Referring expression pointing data
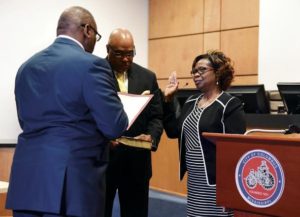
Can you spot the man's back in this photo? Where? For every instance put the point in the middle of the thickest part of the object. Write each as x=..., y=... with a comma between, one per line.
x=61, y=95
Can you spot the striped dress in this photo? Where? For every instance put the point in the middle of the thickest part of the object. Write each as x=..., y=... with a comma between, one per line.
x=201, y=199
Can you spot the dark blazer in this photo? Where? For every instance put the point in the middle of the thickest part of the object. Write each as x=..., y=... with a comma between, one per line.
x=149, y=121
x=68, y=109
x=224, y=115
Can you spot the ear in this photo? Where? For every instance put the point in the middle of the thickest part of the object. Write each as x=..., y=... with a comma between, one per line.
x=86, y=31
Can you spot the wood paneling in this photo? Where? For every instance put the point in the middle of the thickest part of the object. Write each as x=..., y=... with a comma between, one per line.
x=6, y=156
x=181, y=30
x=249, y=79
x=211, y=41
x=176, y=17
x=174, y=54
x=241, y=46
x=166, y=163
x=212, y=15
x=239, y=14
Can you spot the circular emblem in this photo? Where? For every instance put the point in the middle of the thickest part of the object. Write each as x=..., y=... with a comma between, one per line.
x=259, y=178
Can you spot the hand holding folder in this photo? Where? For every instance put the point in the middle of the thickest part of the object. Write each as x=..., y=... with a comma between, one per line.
x=133, y=105
x=135, y=142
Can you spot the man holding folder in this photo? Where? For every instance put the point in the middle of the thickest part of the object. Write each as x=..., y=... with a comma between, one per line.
x=129, y=169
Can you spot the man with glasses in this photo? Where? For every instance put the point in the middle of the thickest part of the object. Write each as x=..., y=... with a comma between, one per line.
x=68, y=109
x=129, y=169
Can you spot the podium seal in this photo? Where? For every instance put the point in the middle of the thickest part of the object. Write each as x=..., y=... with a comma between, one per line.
x=259, y=178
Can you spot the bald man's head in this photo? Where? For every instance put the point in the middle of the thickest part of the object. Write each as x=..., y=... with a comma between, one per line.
x=120, y=50
x=78, y=23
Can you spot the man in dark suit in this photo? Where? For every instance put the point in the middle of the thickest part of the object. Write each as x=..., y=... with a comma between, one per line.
x=68, y=109
x=129, y=169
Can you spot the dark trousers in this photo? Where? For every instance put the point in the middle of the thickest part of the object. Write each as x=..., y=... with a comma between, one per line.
x=36, y=214
x=127, y=175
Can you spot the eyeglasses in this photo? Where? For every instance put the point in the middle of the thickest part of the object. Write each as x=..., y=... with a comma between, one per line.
x=121, y=54
x=98, y=36
x=200, y=70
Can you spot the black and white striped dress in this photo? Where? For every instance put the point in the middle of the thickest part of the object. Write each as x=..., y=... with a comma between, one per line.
x=201, y=199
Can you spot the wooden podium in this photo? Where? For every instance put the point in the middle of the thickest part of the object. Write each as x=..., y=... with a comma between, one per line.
x=231, y=149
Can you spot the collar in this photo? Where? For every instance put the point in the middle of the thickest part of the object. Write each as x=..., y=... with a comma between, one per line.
x=73, y=39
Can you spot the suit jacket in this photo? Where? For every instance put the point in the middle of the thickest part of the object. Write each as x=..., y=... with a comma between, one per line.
x=148, y=122
x=224, y=115
x=68, y=109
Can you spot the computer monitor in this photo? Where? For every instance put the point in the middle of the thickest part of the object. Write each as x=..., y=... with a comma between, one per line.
x=183, y=94
x=290, y=94
x=253, y=97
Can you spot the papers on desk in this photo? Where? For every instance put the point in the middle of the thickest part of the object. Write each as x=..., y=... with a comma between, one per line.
x=133, y=105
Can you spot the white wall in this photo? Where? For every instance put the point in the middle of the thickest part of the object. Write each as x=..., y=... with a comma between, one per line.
x=279, y=42
x=29, y=26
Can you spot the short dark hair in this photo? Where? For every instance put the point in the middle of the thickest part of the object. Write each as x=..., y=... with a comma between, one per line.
x=222, y=65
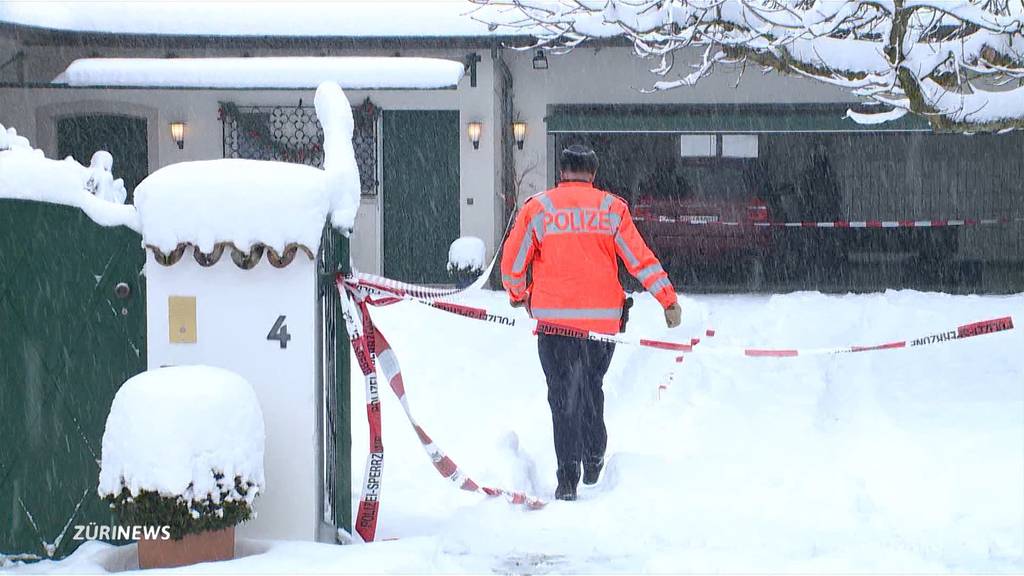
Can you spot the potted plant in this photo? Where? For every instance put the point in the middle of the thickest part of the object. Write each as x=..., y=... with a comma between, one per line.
x=466, y=260
x=182, y=462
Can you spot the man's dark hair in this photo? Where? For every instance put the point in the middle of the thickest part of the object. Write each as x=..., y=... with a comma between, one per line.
x=579, y=158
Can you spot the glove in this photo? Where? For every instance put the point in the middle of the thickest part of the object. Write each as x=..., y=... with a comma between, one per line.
x=673, y=316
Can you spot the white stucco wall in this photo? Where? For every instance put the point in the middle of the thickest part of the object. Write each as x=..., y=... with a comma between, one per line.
x=236, y=311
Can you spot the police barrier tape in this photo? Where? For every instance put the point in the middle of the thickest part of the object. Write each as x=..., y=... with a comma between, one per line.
x=395, y=291
x=372, y=347
x=371, y=350
x=713, y=220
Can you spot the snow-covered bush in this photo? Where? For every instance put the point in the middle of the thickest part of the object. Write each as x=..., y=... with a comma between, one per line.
x=183, y=447
x=466, y=259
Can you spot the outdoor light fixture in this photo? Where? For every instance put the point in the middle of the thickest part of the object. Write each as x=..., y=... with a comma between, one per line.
x=541, y=60
x=178, y=134
x=519, y=131
x=474, y=129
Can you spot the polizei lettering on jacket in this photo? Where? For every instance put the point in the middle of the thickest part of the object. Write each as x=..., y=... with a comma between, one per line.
x=940, y=337
x=578, y=219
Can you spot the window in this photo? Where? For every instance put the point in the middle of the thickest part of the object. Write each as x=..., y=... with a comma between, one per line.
x=294, y=134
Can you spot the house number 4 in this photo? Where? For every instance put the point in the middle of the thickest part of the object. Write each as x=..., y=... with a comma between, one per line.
x=280, y=332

◆ WHAT IS BEING ASKED ◆
Keep the pictures out of your copy, and repeat every entry above exactly.

◆ YOUR RESPONSE ◆
Can you spot the man's back in this photo? Where? For every instance put the point in the middle of the thickest part of the object. Write each as x=..., y=... with a comma between, one per line.
x=61, y=95
Can you spot the striped dress in this photo? Where? For every instance put the point in the middle of the thickest part of the object. Write each as x=..., y=... with a comma between, one per line.
x=201, y=199
Can you spot the dark blazer in this photo? Where? For every instance put the point in the middle of the thickest part of the object. Write each as x=..., y=... with a comma between, one per line.
x=149, y=121
x=68, y=109
x=224, y=115
Can you spot the ear in this photo? Where? For every instance put the point in the middle of the thickest part of the object. Write each as x=..., y=... with a comma between, one per line.
x=86, y=31
Can you spot the wood paneling in this photo? Where? For every instance put the point in the middle of the thickest part of the object. Write each as x=..., y=... with a comma between, one per line.
x=6, y=156
x=181, y=30
x=249, y=79
x=211, y=41
x=176, y=17
x=174, y=54
x=241, y=46
x=166, y=163
x=212, y=15
x=239, y=14
Can you spot the circular emblem in this photo? Where? For every instance put the point in the middle of the thickest part of the object. Write each as x=..., y=... with a comma between, one per line.
x=259, y=178
Can you spot the hand holding folder in this photo? Where? For every instance put the point in the middle of the thickest part of the object. Write each as x=..., y=... with a comma between, one per line.
x=133, y=105
x=135, y=142
Can you spot the man holding folder in this photo? Where? For every instance put the point in the middle of the thickest part of the object. Write each as x=..., y=... with a comma between, one per line.
x=129, y=169
Can you spot the man with glasses in this photo? Where? For every instance put the point in the middle of the thickest part of the object. Write each as x=..., y=... with a comma between, one per line.
x=68, y=109
x=129, y=169
Can you spot the podium seal in this photo? Where? For every instance put the point in the middle of the thickest part of the object. Write each as x=..., y=... with a comma between, one per line.
x=259, y=178
Can you spot the bald man's head in this photo? Where? For every instance put the point in the middle of the thickest part of the object. Write each as x=..., y=... with a comma between, one per line.
x=120, y=50
x=78, y=23
Can you spot the man in dark suit in this photo? Where? For every instance put the point in the middle of the thickest part of the object. Write each as x=..., y=... with a comma between, one per line.
x=68, y=109
x=129, y=169
Can you spot the dark trousers in this photo? Where? For every instance put the point in the middle of the thickest part of the object. Write each as x=..., y=... with a comma between, one per line.
x=36, y=214
x=127, y=175
Can you spot the eyeglasses in this photo? Where? For every instance put the point in the middle of the thickest part of the object. Write each as x=..., y=... with a comma between, one per line.
x=121, y=54
x=98, y=36
x=200, y=70
Can you spot the black and white striped dress in this photo? Where? For every instance put the point in the middle of the thickest part of the object. Write each as x=..., y=... with a comma between, one per line.
x=201, y=199
Can you spot the wooden podium in this photo? Where? For every instance put the point in the middle of the thickest part of the object. Write each as x=..., y=... with a comma between, one per line.
x=231, y=149
Can you spot the collar in this photo? Where? For every instance put the point in the middle of the thickest part of the object. Write each as x=..., y=... with a comma between, one per line.
x=73, y=39
Can you spot the suit jacket in this photo? Where? For every instance put the point in the middle of the thickest part of the object. Write each as x=..., y=... with a comma between, one per line.
x=148, y=122
x=224, y=115
x=68, y=109
Can you spot the computer monitor in this photo? Where? For every instance put the point in the middle of the thickest part of the object. Write each as x=..., y=... with a comma between, one per line.
x=183, y=94
x=290, y=94
x=253, y=97
Can you spot the papers on desk in this photo? Where? For every instance put the point in the middle of the thickest part of the object. Write each as x=..., y=... with a comma between, one per line.
x=133, y=105
Can you spot the white wall in this photo? Where? For every instance put the point in the middle of the thickest part of the object. Write each as x=..., y=... with a comma between, one per line.
x=279, y=42
x=29, y=26
Can you spot the short dark hair in this photo? Where? For every instance put the point in the middle of the thickest part of the object. Write each as x=..., y=... with a comma between, one per line.
x=222, y=65
Can you spot the potted plant in this photo? Where? For every instance put the point in the middle of the thickest part of the object. Write each as x=..., y=... with a comma between, one per line.
x=466, y=260
x=182, y=462
Can you spot the man's dark hair in this photo? Where? For every instance put the point in the middle of the thickest part of the object. Write each as x=..., y=... with a comma between, one per line.
x=579, y=158
Can you spot the glove in this photo? Where? For every instance put the point in the middle of the thickest part of the object. Write each as x=..., y=... with a comma between, one per line.
x=673, y=316
Can you spot the white stucco wall in this photo? Where? For every instance put the point in the middle of the thickest part of the object. Write each as x=..., y=... with a comma between, one per line.
x=236, y=311
Can you spot the police barrier tape in this photo? Where? For every instance put the point in the middle of the thickest part of the object. Write each as x=..., y=... with a comma between, one per line.
x=395, y=291
x=372, y=347
x=371, y=350
x=713, y=220
Can you spot the snow-covered bush in this photo? Where? For every instance put the point in the middle of the thickest part of the object. Write each as x=..., y=... with a comma between, one per line.
x=183, y=447
x=466, y=259
Can you spot the outdoor light fixture in this photo? Where? For every instance put the point in the middle of the thickest part of the object. Write each as x=..., y=... with a comma between, one per line.
x=541, y=60
x=178, y=134
x=519, y=131
x=474, y=129
Can you spot the polizei lettering on jacket in this photo? Where? For every instance put the point in the middle of the thickest part of the object. Write each as x=..., y=... with a comma between, one per line.
x=940, y=337
x=578, y=219
Can you spot the window in this photo? Where? For every instance put the point in the middle of the thickest part of the object. Write each as x=..., y=... with a comma between, one per line.
x=294, y=134
Can you spot the house number 4 in this photo? Where? For every instance put the point in the middle of the thickest part of the object. Write each as x=..., y=... with a comma between, one per line.
x=280, y=332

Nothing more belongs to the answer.